** Opening Passage for review block **

DNA

DNA Literary Elements

Genre

Drama; Thriller; Dark Comedy

Language

English

Setting and Context

The play is set in a street, a field, and a forest near an unnamed UK secondary school.

Narrator and Point of View

There is no narrator.

Tone and Mood

The tone is grave and occasionally comic; the mood is sinister.

Protagonist and Antagonist

While there is no overt main character, Leah is the closest character to a singular protagonist. The primary antagonists are John Tate, Cathy, and Phil.

Major Conflict

Leah's major conflict is whether she can continue to associate with Phil after learning about his sociopathic indifference to other people's feelings.

Climax

The play reaches its climax when members of the friend group discover that Adam has been surviving for weeks in the woods. Phil remedies the situation by ordering Cathy and Brian to suffocate Adam so he doesn't expose their conspiracy.

Foreshadowing

Leah’s thoughts about the differences between empathetic bonobos and sociopathic chimpanzees foreshadows her decision to leave Phil, who appears incapable of empathy.

Understatement

There is an example of understatement when John Tate insists, "Everything's fine" as Lou and Danny panic over their involvement in Adam's death.

Allusions

The teens' action of throwing stones at Adam until he ostensibly dies is an allusion to death by stoning, a capital punishment method that involves a group of people throwing stones at a condemned person until the person dies.

** Closing Passage for review block **

Tasks:
**a)** Which characters does the DNA overview above name? List every one.
**b)** Answer these from the DNA overview above:
(i) Where is the play set?
(ii) Whom does Phil order to suffocate Adam?
(iii) What does John Tate insist as Lou and Danny panic?

** Opening Entries supplied block **

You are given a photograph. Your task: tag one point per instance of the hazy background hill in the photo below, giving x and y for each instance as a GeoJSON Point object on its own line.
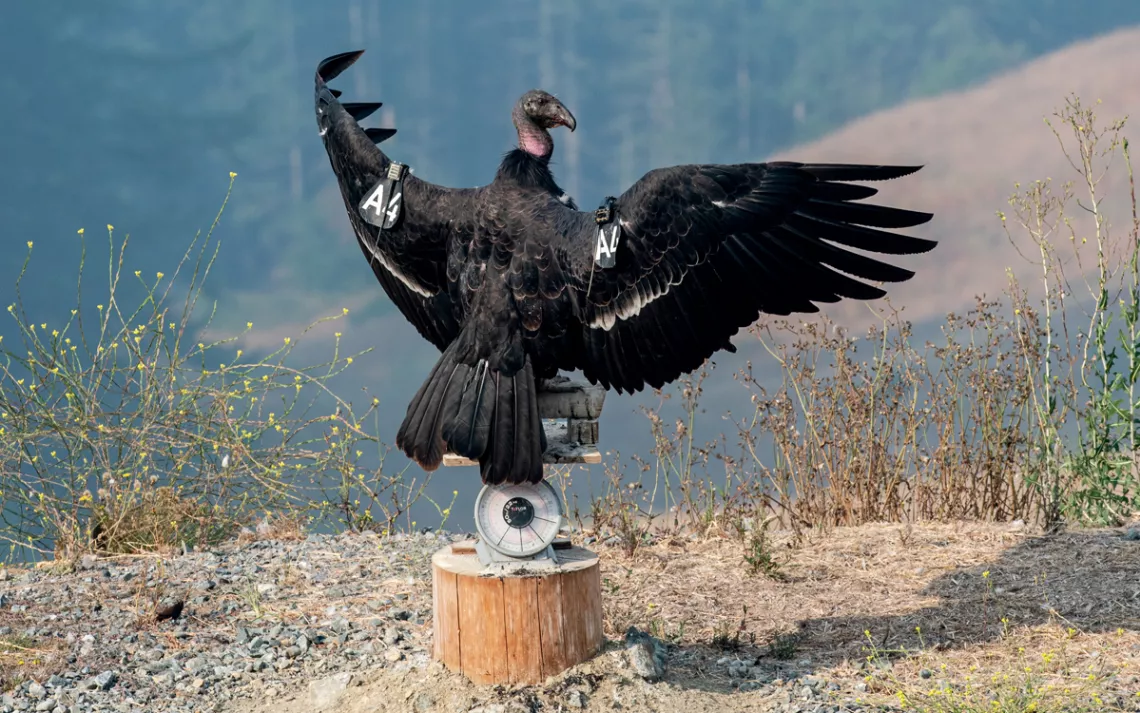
{"type": "Point", "coordinates": [132, 113]}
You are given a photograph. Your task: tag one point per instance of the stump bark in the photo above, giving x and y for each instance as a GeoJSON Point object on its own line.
{"type": "Point", "coordinates": [518, 628]}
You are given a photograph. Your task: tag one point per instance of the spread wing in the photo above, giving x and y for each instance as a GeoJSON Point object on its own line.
{"type": "Point", "coordinates": [705, 249]}
{"type": "Point", "coordinates": [409, 259]}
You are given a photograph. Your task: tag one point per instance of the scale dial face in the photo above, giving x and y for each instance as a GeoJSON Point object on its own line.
{"type": "Point", "coordinates": [518, 520]}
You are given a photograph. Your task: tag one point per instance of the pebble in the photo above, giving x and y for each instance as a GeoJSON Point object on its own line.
{"type": "Point", "coordinates": [221, 650]}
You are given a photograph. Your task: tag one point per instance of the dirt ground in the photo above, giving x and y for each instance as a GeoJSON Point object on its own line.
{"type": "Point", "coordinates": [892, 615]}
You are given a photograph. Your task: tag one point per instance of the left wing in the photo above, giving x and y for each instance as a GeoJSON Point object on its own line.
{"type": "Point", "coordinates": [702, 250]}
{"type": "Point", "coordinates": [408, 259]}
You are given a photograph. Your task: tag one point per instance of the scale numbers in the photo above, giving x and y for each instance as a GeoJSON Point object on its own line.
{"type": "Point", "coordinates": [518, 520]}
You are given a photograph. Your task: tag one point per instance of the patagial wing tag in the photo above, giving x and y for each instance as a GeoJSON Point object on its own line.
{"type": "Point", "coordinates": [383, 204]}
{"type": "Point", "coordinates": [609, 232]}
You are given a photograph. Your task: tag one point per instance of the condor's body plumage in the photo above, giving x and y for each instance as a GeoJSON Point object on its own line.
{"type": "Point", "coordinates": [503, 278]}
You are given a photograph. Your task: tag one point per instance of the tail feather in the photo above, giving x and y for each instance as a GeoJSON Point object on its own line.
{"type": "Point", "coordinates": [418, 436]}
{"type": "Point", "coordinates": [515, 446]}
{"type": "Point", "coordinates": [467, 427]}
{"type": "Point", "coordinates": [478, 413]}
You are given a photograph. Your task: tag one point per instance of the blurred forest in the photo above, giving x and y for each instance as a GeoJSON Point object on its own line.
{"type": "Point", "coordinates": [133, 113]}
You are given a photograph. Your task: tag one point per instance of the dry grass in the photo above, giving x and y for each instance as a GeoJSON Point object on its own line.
{"type": "Point", "coordinates": [969, 602]}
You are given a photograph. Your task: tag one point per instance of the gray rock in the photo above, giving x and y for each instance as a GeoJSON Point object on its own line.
{"type": "Point", "coordinates": [393, 655]}
{"type": "Point", "coordinates": [103, 681]}
{"type": "Point", "coordinates": [643, 662]}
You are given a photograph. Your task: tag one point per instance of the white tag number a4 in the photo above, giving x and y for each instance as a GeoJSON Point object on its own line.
{"type": "Point", "coordinates": [605, 253]}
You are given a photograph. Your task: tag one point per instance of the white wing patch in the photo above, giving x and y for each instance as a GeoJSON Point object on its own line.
{"type": "Point", "coordinates": [380, 257]}
{"type": "Point", "coordinates": [629, 304]}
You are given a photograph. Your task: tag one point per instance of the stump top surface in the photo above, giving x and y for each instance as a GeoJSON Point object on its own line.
{"type": "Point", "coordinates": [466, 562]}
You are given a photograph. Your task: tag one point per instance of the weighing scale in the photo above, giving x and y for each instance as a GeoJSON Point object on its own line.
{"type": "Point", "coordinates": [518, 525]}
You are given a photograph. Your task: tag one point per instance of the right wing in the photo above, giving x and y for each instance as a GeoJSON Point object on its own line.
{"type": "Point", "coordinates": [409, 259]}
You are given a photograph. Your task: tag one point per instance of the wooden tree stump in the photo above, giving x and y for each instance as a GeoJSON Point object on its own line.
{"type": "Point", "coordinates": [516, 628]}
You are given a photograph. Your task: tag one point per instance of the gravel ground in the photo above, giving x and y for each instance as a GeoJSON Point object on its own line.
{"type": "Point", "coordinates": [327, 623]}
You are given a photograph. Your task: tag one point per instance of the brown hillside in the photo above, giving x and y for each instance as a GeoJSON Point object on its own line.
{"type": "Point", "coordinates": [975, 146]}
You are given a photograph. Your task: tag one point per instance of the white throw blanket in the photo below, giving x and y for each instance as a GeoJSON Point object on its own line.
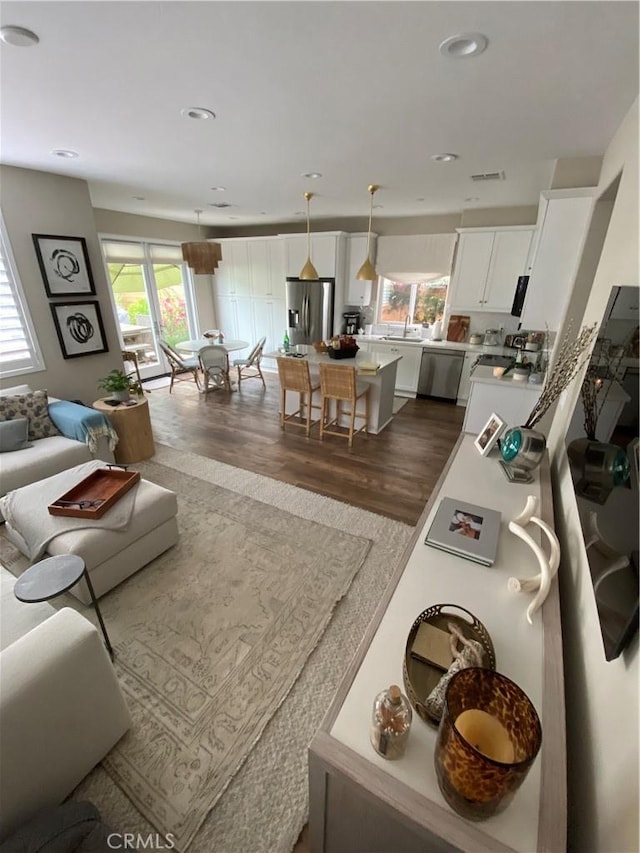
{"type": "Point", "coordinates": [31, 528]}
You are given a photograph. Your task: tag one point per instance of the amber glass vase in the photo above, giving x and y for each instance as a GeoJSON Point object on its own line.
{"type": "Point", "coordinates": [488, 738]}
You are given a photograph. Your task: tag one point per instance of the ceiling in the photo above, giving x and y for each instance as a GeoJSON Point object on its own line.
{"type": "Point", "coordinates": [357, 91]}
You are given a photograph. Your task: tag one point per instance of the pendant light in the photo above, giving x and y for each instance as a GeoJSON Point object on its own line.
{"type": "Point", "coordinates": [308, 271]}
{"type": "Point", "coordinates": [202, 257]}
{"type": "Point", "coordinates": [367, 271]}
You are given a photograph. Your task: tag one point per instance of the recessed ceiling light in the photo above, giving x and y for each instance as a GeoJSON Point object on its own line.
{"type": "Point", "coordinates": [197, 113]}
{"type": "Point", "coordinates": [464, 45]}
{"type": "Point", "coordinates": [18, 36]}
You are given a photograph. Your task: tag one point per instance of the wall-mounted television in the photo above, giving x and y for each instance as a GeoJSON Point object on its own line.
{"type": "Point", "coordinates": [602, 446]}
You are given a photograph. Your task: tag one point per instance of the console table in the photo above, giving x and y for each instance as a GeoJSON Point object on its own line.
{"type": "Point", "coordinates": [361, 802]}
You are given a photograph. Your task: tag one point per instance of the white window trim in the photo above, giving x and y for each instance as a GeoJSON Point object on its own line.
{"type": "Point", "coordinates": [36, 363]}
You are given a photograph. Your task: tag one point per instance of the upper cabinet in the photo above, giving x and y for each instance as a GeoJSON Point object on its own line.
{"type": "Point", "coordinates": [563, 223]}
{"type": "Point", "coordinates": [487, 267]}
{"type": "Point", "coordinates": [358, 292]}
{"type": "Point", "coordinates": [327, 253]}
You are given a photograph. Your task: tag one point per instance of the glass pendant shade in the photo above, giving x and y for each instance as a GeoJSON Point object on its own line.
{"type": "Point", "coordinates": [367, 271]}
{"type": "Point", "coordinates": [308, 271]}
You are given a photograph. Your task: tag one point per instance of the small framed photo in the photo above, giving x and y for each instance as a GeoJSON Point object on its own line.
{"type": "Point", "coordinates": [79, 327]}
{"type": "Point", "coordinates": [490, 433]}
{"type": "Point", "coordinates": [64, 264]}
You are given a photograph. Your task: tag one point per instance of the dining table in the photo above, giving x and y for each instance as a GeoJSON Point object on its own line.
{"type": "Point", "coordinates": [198, 343]}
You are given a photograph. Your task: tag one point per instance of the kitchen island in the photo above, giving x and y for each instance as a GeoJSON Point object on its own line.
{"type": "Point", "coordinates": [382, 382]}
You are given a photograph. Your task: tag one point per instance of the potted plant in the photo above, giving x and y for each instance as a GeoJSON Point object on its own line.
{"type": "Point", "coordinates": [120, 386]}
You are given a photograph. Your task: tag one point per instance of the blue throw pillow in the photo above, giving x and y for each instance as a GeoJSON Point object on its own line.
{"type": "Point", "coordinates": [14, 435]}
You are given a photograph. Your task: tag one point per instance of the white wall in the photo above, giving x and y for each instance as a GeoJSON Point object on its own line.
{"type": "Point", "coordinates": [42, 203]}
{"type": "Point", "coordinates": [601, 696]}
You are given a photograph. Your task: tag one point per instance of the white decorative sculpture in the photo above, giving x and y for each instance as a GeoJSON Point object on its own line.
{"type": "Point", "coordinates": [548, 565]}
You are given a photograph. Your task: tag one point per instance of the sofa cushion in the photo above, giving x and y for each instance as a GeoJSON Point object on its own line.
{"type": "Point", "coordinates": [14, 435]}
{"type": "Point", "coordinates": [33, 406]}
{"type": "Point", "coordinates": [44, 458]}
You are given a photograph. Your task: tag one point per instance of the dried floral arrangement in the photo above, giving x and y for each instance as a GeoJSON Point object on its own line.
{"type": "Point", "coordinates": [597, 382]}
{"type": "Point", "coordinates": [571, 358]}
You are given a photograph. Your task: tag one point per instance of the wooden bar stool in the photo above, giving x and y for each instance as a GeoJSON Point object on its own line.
{"type": "Point", "coordinates": [339, 384]}
{"type": "Point", "coordinates": [295, 376]}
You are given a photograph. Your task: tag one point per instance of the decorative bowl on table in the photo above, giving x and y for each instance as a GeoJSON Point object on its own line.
{"type": "Point", "coordinates": [346, 352]}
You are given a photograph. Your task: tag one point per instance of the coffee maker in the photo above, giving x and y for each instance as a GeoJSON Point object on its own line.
{"type": "Point", "coordinates": [350, 323]}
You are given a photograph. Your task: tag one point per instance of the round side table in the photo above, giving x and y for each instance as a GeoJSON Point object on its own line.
{"type": "Point", "coordinates": [133, 425]}
{"type": "Point", "coordinates": [52, 577]}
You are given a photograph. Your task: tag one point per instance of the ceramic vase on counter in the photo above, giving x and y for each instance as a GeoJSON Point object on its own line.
{"type": "Point", "coordinates": [522, 450]}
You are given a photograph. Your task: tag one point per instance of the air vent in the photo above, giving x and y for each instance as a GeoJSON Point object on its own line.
{"type": "Point", "coordinates": [488, 176]}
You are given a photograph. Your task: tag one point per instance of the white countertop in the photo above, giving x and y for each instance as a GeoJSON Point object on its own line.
{"type": "Point", "coordinates": [484, 374]}
{"type": "Point", "coordinates": [450, 345]}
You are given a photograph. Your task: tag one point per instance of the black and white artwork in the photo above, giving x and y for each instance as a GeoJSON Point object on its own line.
{"type": "Point", "coordinates": [79, 327]}
{"type": "Point", "coordinates": [64, 264]}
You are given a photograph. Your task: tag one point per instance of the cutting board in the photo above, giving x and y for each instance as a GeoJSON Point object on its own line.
{"type": "Point", "coordinates": [458, 327]}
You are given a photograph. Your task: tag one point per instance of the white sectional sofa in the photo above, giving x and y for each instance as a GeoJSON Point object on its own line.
{"type": "Point", "coordinates": [47, 456]}
{"type": "Point", "coordinates": [61, 707]}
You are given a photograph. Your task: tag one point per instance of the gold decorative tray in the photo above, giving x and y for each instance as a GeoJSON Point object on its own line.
{"type": "Point", "coordinates": [97, 493]}
{"type": "Point", "coordinates": [421, 677]}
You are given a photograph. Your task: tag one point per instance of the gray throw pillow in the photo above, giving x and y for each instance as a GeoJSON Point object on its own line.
{"type": "Point", "coordinates": [14, 435]}
{"type": "Point", "coordinates": [35, 408]}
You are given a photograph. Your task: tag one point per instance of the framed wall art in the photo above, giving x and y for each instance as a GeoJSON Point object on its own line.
{"type": "Point", "coordinates": [79, 327]}
{"type": "Point", "coordinates": [64, 264]}
{"type": "Point", "coordinates": [490, 433]}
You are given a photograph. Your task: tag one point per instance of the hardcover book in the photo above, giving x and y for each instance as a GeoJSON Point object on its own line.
{"type": "Point", "coordinates": [465, 529]}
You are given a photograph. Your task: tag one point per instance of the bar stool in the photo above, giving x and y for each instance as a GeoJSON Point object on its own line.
{"type": "Point", "coordinates": [339, 384]}
{"type": "Point", "coordinates": [295, 376]}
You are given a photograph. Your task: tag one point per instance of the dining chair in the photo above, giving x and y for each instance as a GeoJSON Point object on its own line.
{"type": "Point", "coordinates": [295, 376]}
{"type": "Point", "coordinates": [249, 367]}
{"type": "Point", "coordinates": [179, 365]}
{"type": "Point", "coordinates": [339, 384]}
{"type": "Point", "coordinates": [214, 361]}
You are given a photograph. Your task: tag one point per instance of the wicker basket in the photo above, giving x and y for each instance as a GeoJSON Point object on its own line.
{"type": "Point", "coordinates": [420, 678]}
{"type": "Point", "coordinates": [343, 353]}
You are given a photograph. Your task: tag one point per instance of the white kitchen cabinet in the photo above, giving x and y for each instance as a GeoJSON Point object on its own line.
{"type": "Point", "coordinates": [327, 253]}
{"type": "Point", "coordinates": [408, 366]}
{"type": "Point", "coordinates": [358, 292]}
{"type": "Point", "coordinates": [488, 264]}
{"type": "Point", "coordinates": [563, 223]}
{"type": "Point", "coordinates": [464, 385]}
{"type": "Point", "coordinates": [269, 318]}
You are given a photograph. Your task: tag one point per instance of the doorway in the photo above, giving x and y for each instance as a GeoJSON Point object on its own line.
{"type": "Point", "coordinates": [152, 296]}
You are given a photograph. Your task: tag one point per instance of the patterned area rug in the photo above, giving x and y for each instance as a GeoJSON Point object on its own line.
{"type": "Point", "coordinates": [265, 804]}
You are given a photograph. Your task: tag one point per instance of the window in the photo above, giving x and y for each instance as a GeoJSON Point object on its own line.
{"type": "Point", "coordinates": [423, 301]}
{"type": "Point", "coordinates": [19, 349]}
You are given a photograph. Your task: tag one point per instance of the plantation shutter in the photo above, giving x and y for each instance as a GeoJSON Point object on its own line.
{"type": "Point", "coordinates": [19, 350]}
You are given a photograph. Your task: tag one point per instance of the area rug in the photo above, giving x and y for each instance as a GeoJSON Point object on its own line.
{"type": "Point", "coordinates": [265, 804]}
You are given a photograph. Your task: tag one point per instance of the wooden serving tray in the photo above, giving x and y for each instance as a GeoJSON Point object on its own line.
{"type": "Point", "coordinates": [100, 490]}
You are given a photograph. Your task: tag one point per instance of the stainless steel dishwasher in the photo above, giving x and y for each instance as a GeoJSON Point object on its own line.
{"type": "Point", "coordinates": [440, 371]}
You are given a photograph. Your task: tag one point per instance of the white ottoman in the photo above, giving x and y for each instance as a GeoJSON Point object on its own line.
{"type": "Point", "coordinates": [113, 555]}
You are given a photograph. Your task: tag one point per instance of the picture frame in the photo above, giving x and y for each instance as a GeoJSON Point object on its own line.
{"type": "Point", "coordinates": [79, 328]}
{"type": "Point", "coordinates": [489, 434]}
{"type": "Point", "coordinates": [64, 265]}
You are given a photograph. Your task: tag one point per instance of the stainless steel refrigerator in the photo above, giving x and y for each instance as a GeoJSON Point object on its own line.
{"type": "Point", "coordinates": [310, 310]}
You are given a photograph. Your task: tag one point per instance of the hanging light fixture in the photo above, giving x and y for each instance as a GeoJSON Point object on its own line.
{"type": "Point", "coordinates": [203, 257]}
{"type": "Point", "coordinates": [367, 271]}
{"type": "Point", "coordinates": [308, 271]}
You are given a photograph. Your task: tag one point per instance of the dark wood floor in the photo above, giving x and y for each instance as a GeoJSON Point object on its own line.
{"type": "Point", "coordinates": [391, 474]}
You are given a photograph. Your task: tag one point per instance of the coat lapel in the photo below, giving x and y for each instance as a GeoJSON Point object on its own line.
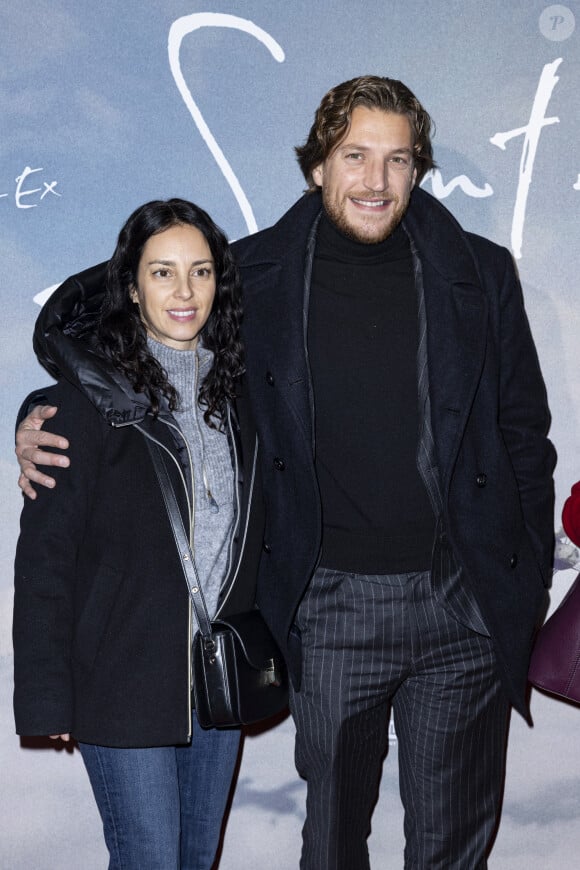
{"type": "Point", "coordinates": [456, 317]}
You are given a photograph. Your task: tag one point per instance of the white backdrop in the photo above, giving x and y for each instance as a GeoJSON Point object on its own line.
{"type": "Point", "coordinates": [104, 106]}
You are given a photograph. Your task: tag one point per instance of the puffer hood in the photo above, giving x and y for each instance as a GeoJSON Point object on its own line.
{"type": "Point", "coordinates": [74, 307]}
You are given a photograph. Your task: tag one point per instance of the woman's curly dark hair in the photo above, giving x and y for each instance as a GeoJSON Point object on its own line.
{"type": "Point", "coordinates": [122, 334]}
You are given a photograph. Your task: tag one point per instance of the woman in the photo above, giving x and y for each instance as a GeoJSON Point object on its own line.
{"type": "Point", "coordinates": [102, 621]}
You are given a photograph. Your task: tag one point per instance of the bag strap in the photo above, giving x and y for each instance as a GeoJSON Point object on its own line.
{"type": "Point", "coordinates": [181, 540]}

** Closing Entries supplied block **

Problem solutions:
**a)** Leah, John Tate, Cathy, Phil, Adam, Brian, Lou, Danny

**b)**
(i) In a street, a field, and a forest near an unnamed UK secondary school.
(ii) Cathy and Brian.
(iii) "Everything's fine"